#### EXERCISE AIM:
Rewrite the rows below, replacing every "green foliage" with "leafy vegetation" and leaving everything else unchanged. Omit the pictures from your answer.

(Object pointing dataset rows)
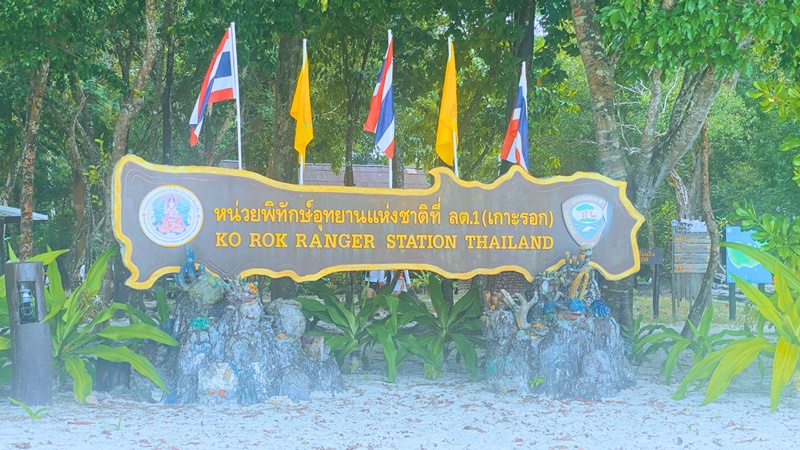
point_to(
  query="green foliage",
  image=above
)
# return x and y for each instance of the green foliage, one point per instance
(352, 326)
(777, 234)
(693, 34)
(784, 98)
(457, 326)
(79, 334)
(535, 381)
(782, 311)
(396, 345)
(34, 415)
(655, 337)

#### CORRECT RESPONSE:
point_to(
  query="leafy vegetation",
  image=above
)
# return x and y for each instance of the leafy vegetation, one point per instance
(352, 326)
(777, 234)
(693, 34)
(784, 98)
(457, 326)
(79, 334)
(535, 381)
(782, 311)
(396, 345)
(34, 415)
(655, 337)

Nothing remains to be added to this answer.